---------- Kutipan Teks ----------
Penamaan al-Fil untuk surat ini diambil dari ayat pertama yang terkandung di dalamnya frase Ashab al-Fil “Pasukan Gajah”. Surat ini merujuk kepada penyerangan yang ingin dilakukan oleh pasukan Habsyah terhadap Mekah di tahun 570 Masehi, tahun kelahiran Nabi Muhammad SAW. Abrahah, komandan pasukan Yaman, yang saat itu memeluk agama Kristen mendirikan katedral di San’a dan ingin menjadikan katedral tersebut sebagai pusat keagamaan untuk menggantikan posisi Ka’bah di Mekah. Akhirnya Abrahah atas perintah an-Najasyi diperintahkan untuk menyerbu Mekah.
Penyerbuan ke Mekah ini bertujuan untuk menghancurkan Ka’bah dan memindahkan qiblat kegiatan keagamaan ke Yaman. Tujuan penghancuran Ka’bah dilakukan agar dapat mengurangi peranan Quraish dalam kancah perdagangan internasional antara Yaman dan Syam dan dapat memindahkan peranan tersebut ke orang-orang Yaman, dan seterusnya beralih tangan ke Habasyah, aliansi Romawi saat itu. Penyerbuan Mekah ini menggunakan gajah sebagai alat kendaraannya sehingga tahun itu disebut oleh sejarawan sebagai tahun gajah.
Para ahli tafsir menceritakan kisah penyerbuan Mekah oleh Abrahah ini melalui dua narasi kisah yang berbeda;
Riwayat pertama menjelaskan bahwa Abrahah al-Asyram adalah gubernur raja an-Najasyi di Yaman atau sebut saja di Himyar. An-Najasyi adalah julukan bagi raja Habasyah. Hal demikian sama seperti halnya Kisra yang merupakan julukan/gelar raja bagi kerajaan Persia dan Heraklius julukan raja bagi kerajaan Romawi. Tentu yang perlu dicatat ialah bahwa an-Najasyi di sini bukanlah an-Najasyi yang pernah dikirimi surat oleh Nabi Muhammad SAW dan yang pernah menjadi pelindung bagi gerakan umat Islam awal-awal.
---------- Daftar Catatan ----------
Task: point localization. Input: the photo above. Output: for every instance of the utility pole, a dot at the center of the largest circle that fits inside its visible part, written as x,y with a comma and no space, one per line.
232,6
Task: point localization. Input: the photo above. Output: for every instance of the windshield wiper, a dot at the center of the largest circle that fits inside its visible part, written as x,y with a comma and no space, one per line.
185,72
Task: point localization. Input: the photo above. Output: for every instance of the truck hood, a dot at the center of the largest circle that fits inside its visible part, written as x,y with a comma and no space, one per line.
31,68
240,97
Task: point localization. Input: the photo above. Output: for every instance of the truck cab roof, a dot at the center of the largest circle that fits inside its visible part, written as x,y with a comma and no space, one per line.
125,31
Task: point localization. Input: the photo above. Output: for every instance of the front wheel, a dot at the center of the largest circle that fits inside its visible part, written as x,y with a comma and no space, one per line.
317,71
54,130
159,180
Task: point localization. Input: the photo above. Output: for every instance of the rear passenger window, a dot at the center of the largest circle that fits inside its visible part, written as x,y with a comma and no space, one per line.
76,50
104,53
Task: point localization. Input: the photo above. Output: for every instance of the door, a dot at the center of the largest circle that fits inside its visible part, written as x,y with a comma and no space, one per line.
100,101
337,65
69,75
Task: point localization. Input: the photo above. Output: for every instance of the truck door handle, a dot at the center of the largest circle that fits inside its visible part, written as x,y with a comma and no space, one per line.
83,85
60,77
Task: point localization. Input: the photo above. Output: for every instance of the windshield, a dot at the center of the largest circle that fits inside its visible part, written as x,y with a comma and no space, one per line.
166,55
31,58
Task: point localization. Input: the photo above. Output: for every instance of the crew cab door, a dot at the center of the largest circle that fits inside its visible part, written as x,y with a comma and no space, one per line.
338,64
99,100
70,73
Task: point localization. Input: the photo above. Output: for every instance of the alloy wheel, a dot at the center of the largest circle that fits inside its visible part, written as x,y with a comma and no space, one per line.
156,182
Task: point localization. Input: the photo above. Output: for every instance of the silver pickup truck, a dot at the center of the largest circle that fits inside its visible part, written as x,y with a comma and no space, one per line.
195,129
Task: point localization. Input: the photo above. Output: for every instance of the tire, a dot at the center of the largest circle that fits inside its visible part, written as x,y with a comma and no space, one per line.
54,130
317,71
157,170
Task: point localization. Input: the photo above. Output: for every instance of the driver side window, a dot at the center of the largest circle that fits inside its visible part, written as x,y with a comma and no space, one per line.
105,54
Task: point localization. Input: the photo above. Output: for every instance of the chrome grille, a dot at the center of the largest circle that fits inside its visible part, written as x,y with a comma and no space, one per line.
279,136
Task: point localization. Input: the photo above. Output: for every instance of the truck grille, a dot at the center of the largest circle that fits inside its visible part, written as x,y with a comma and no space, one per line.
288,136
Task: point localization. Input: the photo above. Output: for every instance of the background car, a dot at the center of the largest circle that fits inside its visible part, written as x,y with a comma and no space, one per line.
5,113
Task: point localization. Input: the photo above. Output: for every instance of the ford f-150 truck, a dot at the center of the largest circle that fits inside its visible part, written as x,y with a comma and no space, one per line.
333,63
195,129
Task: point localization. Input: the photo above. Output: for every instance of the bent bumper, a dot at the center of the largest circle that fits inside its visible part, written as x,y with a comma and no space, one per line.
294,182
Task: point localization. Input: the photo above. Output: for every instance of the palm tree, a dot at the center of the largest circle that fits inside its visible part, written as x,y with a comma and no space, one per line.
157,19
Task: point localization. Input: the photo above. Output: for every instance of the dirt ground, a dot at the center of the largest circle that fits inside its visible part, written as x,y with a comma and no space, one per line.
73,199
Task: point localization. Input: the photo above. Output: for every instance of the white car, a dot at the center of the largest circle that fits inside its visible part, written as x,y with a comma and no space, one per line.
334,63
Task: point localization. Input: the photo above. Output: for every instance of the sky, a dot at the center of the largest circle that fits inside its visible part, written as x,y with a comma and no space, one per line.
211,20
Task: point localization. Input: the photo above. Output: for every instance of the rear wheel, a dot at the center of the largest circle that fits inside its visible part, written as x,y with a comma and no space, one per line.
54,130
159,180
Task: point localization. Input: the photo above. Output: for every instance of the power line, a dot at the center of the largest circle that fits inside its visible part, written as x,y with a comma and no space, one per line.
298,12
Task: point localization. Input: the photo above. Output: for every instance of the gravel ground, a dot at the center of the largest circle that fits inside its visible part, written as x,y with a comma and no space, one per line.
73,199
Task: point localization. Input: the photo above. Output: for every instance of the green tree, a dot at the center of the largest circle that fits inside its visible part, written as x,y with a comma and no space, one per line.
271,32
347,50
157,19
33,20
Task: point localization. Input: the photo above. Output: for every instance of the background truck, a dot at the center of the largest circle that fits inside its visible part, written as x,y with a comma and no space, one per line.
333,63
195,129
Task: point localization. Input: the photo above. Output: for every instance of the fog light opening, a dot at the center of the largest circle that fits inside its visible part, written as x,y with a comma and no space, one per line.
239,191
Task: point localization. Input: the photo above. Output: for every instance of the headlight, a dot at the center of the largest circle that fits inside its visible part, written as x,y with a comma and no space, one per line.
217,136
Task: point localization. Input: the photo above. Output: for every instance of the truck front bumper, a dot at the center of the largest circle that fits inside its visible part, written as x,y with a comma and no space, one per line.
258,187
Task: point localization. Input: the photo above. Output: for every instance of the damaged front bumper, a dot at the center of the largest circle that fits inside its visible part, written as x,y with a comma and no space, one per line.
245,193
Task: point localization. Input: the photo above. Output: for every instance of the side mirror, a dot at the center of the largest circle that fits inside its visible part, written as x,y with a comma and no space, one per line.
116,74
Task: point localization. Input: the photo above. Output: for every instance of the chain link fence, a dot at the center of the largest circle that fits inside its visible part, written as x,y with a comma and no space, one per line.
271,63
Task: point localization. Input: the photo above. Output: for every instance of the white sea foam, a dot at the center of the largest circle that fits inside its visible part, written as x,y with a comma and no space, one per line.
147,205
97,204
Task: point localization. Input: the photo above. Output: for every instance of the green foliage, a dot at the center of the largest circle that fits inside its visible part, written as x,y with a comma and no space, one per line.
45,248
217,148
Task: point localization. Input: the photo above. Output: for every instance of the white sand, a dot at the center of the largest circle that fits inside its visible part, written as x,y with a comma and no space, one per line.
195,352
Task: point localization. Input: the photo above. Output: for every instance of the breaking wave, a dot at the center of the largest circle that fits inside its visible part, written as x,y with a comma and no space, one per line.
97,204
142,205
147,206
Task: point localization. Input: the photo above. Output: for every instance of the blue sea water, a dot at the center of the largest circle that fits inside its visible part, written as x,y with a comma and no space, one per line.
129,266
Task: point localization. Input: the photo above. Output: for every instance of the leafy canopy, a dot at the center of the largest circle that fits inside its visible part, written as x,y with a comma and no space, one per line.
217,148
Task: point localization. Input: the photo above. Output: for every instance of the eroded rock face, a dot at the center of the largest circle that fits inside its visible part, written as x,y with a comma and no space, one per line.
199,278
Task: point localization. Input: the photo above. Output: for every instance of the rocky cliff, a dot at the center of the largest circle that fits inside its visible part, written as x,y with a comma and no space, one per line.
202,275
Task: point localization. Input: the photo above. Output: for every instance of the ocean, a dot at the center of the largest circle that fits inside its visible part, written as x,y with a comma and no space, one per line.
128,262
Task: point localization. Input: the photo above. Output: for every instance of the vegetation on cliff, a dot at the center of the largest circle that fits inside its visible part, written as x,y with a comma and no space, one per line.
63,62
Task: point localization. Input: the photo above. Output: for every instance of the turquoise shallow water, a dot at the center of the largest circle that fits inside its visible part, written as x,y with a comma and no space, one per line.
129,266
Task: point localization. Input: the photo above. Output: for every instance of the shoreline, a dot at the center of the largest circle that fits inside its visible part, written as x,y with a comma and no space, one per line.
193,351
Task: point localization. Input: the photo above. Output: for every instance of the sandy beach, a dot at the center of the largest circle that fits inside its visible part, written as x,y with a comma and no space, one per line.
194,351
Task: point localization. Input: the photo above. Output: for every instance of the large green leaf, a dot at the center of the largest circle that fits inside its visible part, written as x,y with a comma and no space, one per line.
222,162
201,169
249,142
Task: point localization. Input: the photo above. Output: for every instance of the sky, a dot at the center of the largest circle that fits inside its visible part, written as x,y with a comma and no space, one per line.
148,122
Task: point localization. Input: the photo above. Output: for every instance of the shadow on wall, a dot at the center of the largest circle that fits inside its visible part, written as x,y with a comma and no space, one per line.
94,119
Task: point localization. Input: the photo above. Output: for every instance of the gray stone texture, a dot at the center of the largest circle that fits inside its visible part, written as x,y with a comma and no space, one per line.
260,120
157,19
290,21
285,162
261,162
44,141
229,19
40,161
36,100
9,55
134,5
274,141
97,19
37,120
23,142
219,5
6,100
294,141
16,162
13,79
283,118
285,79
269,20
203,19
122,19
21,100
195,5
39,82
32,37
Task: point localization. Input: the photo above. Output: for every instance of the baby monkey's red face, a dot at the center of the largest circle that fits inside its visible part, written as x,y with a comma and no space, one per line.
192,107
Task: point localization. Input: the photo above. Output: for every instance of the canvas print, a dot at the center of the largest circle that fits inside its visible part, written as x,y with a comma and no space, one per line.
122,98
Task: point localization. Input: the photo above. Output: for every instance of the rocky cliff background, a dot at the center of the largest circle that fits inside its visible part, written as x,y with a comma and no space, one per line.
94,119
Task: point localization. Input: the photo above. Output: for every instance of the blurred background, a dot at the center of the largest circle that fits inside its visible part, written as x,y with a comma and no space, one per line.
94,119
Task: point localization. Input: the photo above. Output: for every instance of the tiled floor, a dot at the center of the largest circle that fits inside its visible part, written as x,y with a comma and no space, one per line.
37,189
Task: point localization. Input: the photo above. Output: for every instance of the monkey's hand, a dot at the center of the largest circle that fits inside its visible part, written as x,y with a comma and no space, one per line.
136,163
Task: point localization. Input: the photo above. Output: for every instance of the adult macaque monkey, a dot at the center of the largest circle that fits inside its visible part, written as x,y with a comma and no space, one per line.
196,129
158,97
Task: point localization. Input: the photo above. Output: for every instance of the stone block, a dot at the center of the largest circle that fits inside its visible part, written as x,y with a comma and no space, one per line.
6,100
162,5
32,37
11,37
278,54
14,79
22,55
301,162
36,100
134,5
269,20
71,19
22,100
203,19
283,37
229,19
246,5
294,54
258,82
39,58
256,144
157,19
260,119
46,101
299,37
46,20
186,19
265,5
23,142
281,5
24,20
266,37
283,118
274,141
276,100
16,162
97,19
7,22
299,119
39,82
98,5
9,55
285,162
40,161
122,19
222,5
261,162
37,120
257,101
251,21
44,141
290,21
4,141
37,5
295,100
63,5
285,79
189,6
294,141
----------
# Tugas 1:
Sebutkan semua julukan raja yang disebut dalam kutipan tentang Surat al-Fil, beserta kerajaan masing-masing.
# Tugas 2:
Tuliskan persis bagian kutipan tentang Surat al-Fil dari "Penamaan al-Fil untuk" sampai "untuk menyerbu Mekah.".
Catatan di atas sama sekali tidak dipakai di sini.

# Jawaban Lengkap 1:
- An-Najasyi: raja Habasyah
- Kisra: raja Persia
- Heraklius: raja Romawi

# Jawaban Lengkap 2:
Penamaan al-Fil untuk surat ini diambil dari ayat pertama yang terkandung di dalamnya frase Ashab al-Fil “Pasukan Gajah”. Surat ini merujuk kepada penyerangan yang ingin dilakukan oleh pasukan Habsyah terhadap Mekah di tahun 570 Masehi, tahun kelahiran Nabi Muhammad SAW. Abrahah, komandan pasukan Yaman, yang saat itu memeluk agama Kristen mendirikan katedral di San’a dan ingin menjadikan katedral tersebut sebagai pusat keagamaan untuk menggantikan posisi Ka’bah di Mekah. Akhirnya Abrahah atas perintah an-Najasyi diperintahkan untuk menyerbu Mekah.